# [YOUR TASK]
How many lines in the entries below contain the word "powder"? Reply with the number alone.

# [EXERCISE INPUT]
::::

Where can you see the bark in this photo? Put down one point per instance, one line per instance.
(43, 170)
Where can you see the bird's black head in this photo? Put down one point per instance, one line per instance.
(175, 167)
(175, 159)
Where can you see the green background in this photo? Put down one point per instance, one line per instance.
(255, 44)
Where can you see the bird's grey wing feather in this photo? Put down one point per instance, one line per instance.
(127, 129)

::::

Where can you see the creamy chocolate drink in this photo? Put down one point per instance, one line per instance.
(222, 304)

::::

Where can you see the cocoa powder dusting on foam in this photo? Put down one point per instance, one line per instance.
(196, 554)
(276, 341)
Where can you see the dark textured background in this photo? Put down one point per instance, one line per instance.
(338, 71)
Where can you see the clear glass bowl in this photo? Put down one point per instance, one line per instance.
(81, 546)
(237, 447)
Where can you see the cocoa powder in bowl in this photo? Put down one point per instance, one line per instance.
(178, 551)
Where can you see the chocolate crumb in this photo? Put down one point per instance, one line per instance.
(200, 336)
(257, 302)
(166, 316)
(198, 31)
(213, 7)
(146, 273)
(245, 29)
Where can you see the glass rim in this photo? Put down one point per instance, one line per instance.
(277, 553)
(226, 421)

::::

# [RESULT FOR THIS EXERCISE]
2